KUTIPAN TEKS:
Namun di sisi lain, istilah "pribumi" ini sendiri juga
kerap digunakan sebagai pembeda antar golongan
masyarakat yang dianggap sebagai orang/suku/etnis asli Indonesia dengan
mereka yang dianggap sebagai "kaum pendatang".
Setiap corak pada peta merepresentasikan keanekaragaman etnis grup Indonesia
Dikotomi antar istilah 'pribumi' dan 'pendatang' ini menjadi polemik
tersendiri dalam konteks sosial bermasyarakat di Indonesia. Tapi pernah
gak sih lo berpikir siapa sebetulnya orang asli pribumi di Indonesia
ini? Apakah memang orang Jawa itu orang asli pribumi daerah Jawa Tengah
dan Jawa Timur? Sejak kapan saudara kita Orang Jawa yang medok itu tinggal di Pulau Jawa? Mungkin kalo kita bertanya pada orangtua atau guru, jawabannya cuman 'sudah dari sono-nya'. Tapi apakah kita puas dengan jawaban semacam itu?
Nah, dalam kesempatan ini, gua mau mengupas pertanyaan "Siapakah
orang asli pribumi Indonesia" dengan tinjauan sejarah. Dari mulai sejak
kelompok manusia pertama yang datang ke Indonesia, hingga
kelompok-kelompok berikutnya. Dari penjabaran gua di bawah ini,
moga-moga kita semua jadi semakin paham konteks 'pribumi' dan
'pendatang', sekaligus menjawab siapakah orang yang pantas disebut
sebagai orang asli pribumi Indonesia, dan siapakah yang sebetulnya
'hanya' kaum pendatang. Yuk kita mulai cerita sejarahnya!
Kedatangan 1: Homo erectus
Jauh sebelum manusia modern (homo sapiens) datang ke kepulauan Nusantara, kaum pendatang pertama yang tiba di tanah yang kelak bernama Indonesia ini adalah Homo erectus yang melakukan migrasi panjang dari Afrika sekitar 1,8 juta tahun yang lalu. Kenapa gue bahas kok jauh banget sampai ke Homo erectus segala? Karena bisa dibilang, Homo erectus inilah penduduk yang paling lama tinggal tanah Nusantara ini yaitu sekitar 1,5 - 1,7 juta tahun!
Ilustrasi kehidupan Homo Erectus di wilayah Nusantara. Sumber foto dari Musium Sangiran Jawa Tengah
Migrasi panjang Homo erectus dari Afrika ke berbagai penjuru
dunia memang cukup fenomenal dan sedikit banyak masih keberadaan mereka
membentuk ekosistem yang kita kenal sekarang ini. Dari sekian
banyak kelompok Homo erectus yang terpencar menuju Eropa, Asia
Tengah, India, ada beberapa yang mencoba “nekat” nyusurin garis pantai
selatan sampe ke Nusa Tenggara Timur, tepatnya Pulau Flores.

BAGIAN DATA:
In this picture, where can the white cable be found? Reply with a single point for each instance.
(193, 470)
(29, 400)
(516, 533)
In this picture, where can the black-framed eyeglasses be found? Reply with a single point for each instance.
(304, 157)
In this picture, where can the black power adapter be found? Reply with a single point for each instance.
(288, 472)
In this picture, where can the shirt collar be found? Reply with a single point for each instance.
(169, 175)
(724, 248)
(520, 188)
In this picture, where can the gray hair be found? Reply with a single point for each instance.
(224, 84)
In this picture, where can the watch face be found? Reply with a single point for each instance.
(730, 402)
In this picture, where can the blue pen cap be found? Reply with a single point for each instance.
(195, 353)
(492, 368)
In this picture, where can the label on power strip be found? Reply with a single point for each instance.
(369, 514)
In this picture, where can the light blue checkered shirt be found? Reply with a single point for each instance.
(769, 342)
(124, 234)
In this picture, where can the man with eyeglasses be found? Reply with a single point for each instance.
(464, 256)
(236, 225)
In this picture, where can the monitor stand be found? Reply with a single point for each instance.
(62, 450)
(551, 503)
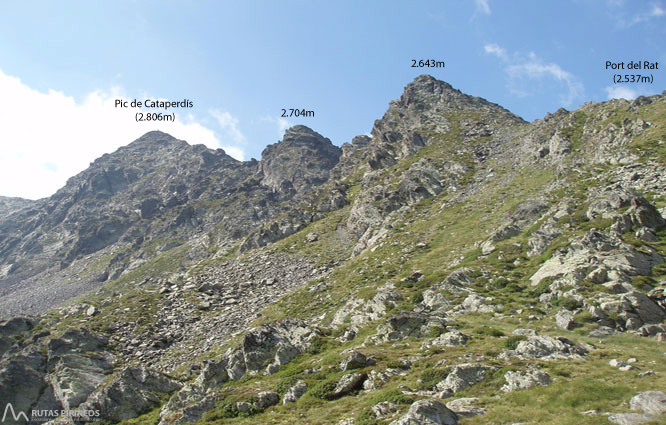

TANTANGAN SOAL:
1) Jawablah pertanyaan berikut berdasarkan kutipan tentang asal-usul pribumi Indonesia, masing-masing pada satu baris dengan penanda yang sama.
(a) Jawaban apa yang menurut kutipan itu mungkin diberikan orang tua atau guru saat ditanya sejak kapan orang Jawa tinggal di Pulau Jawa?
(b) Dari benua mana Homo erectus bermigrasi, dan kira-kira berapa tahun yang lalu?
(c) Sampai ke pulau mana beberapa kelompok Homo erectus menyusuri garis pantai selatan?
2) Sunting kutipan tentang asal-usul pribumi Indonesia: tuliskan kembali bagian antara "Ilustrasi kehidupan Homo" dan "tepatnya Pulau Flores.", inklusif, dengan mengganti "Pulau Flores" menjadi "Pulau Sumba".
3) Teruskan kutipan tentang asal-usul pribumi Indonesia, dimulai setelah kalimat terakhirnya.

SOAL TERJAWAB:
1)
(a) 'Sudah dari sono-nya'.
(b) Dari Afrika, sekitar 1,8 juta tahun yang lalu.
(c) Pulau Flores, Nusa Tenggara Timur.

2)
Ilustrasi kehidupan Homo Erectus di wilayah Nusantara. Sumber foto dari Musium Sangiran Jawa Tengah
Migrasi panjang Homo erectus dari Afrika ke berbagai penjuru
dunia memang cukup fenomenal dan sedikit banyak masih keberadaan mereka
membentuk ekosistem yang kita kenal sekarang ini. Dari sekian
banyak kelompok Homo erectus yang terpencar menuju Eropa, Asia
Tengah, India, ada beberapa yang mencoba “nekat” nyusurin garis pantai
selatan sampe ke Nusa Tenggara Timur, tepatnya Pulau Sumba.

3)
Mungkin ada sebagian yang bingung, gimana caranya erectus
bisa nyeberangin laut? Perlu diingat bahwa garis batas daratan dan
lautan yang kita kenal sebagai peta dunia modern sekarang itu berbeda
dengan keadaan bumi 1-2 juta tahun yang lalu. Sekitar 1-2 juta tahun yang lalu, Pulau Jawa, Sumatera, dll itu belum terpisah alias masih menyatu. Jadi, 1,8 juta tahun yang lalu tuh homo erectus bisa jalan kaki dari Vietnam sampai ke Bali tanpa menyeberangi laut.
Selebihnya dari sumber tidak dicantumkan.